start Supplied information

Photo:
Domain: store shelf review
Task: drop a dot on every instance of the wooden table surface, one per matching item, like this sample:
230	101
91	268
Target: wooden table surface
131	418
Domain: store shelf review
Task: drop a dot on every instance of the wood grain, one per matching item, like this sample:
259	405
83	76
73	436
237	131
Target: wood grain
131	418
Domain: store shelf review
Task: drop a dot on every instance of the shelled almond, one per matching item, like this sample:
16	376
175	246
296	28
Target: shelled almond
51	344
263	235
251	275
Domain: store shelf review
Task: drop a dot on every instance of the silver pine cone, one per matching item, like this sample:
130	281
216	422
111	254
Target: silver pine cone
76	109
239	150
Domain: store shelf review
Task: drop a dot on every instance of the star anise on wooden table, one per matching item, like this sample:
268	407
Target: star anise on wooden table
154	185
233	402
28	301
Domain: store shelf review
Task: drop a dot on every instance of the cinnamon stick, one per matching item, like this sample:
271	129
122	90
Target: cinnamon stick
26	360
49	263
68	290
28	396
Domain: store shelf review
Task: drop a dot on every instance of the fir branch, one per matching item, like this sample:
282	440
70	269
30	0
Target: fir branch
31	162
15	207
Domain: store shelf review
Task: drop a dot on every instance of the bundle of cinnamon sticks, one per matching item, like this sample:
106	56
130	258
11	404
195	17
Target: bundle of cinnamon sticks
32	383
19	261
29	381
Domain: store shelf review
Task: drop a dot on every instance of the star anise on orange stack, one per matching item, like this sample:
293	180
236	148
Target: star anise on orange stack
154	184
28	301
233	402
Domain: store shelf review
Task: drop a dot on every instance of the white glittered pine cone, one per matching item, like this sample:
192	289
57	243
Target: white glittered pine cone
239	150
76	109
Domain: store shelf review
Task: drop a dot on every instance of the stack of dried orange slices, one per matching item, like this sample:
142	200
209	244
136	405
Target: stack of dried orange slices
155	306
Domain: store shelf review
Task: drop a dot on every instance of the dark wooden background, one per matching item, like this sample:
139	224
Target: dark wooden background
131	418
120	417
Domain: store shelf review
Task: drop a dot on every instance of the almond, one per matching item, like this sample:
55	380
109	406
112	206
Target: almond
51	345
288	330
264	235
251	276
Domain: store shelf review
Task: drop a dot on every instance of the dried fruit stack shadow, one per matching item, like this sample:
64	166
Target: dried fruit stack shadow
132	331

end Supplied information

**Aim**
Pick out every line of the material that contains the string "branch", treating uppercase and lowercase as distinct, and copy each of those lines.

**Response to the exercise**
Task: drop a dot on every instance of the fir branch, one per matching item, like this sample:
Target: fir branch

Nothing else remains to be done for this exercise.